To: "common upper ontology working group" <cuo-wg@xxxxxxxxxxxxxx>
From: "Adrian Walker" <adriandwalker@xxxxxxxxx>
Date: Tue, 6 Feb 2007 11:33:37 -0500
Message-id: <1e89d6a40702060833w760cb19ct49d823440bc0969f@xxxxxxxxxxxxxx>
Jim --    (01)

I'd vote for URI/OWL/Ontologies at about 6, and Executable English [1]
also at about 6, for the kinds of purposes in your use case.    (02)

Of course, given the 10/90 rule, that means that there's a lot of work ahead.    (03)

You may like to try to get John Linebarger at Sandia involved in
rating the maturity of URI/OWL/Ontologies, as I believe he has fielded
some work on query expansion using this approach.    (04)

HTH,  -- Adrian    (05)

Internet Business Logic (R)
A Wiki for Executable Open Vocabulary English
Online at www.reengineeringllc.com
                                Shared use is free
Adrian Walker
Reengineering    (06)

On 2/6/07, Schoening, James R C-E LCMC CIO/G6
<James.Schoening@xxxxxxxxxxx> wrote:
> Pat (or anyone),
>
>      OK, if what you describe is a potential solution, at what level of 
>technical maturity (using scale below, from the paper) would you rate this, 
>and please consider scalability as part of this assessement?
>
> 1.  Basic principles observed and reported.
> 2.  Technology concept and/or application formulated.
> 3.  Analytical and experimental critical functions and/or characteristic 
>proof of concept.

Given data
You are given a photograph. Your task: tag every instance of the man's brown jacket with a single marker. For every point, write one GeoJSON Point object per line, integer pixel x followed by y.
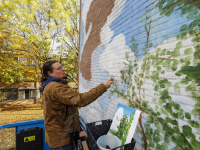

Exercise task
In the email, whom does Adrian suggest trying to involve in rating the maturity of URI/OWL/Ontologies?

Solution to this exercise
John Linebarger at Sandia.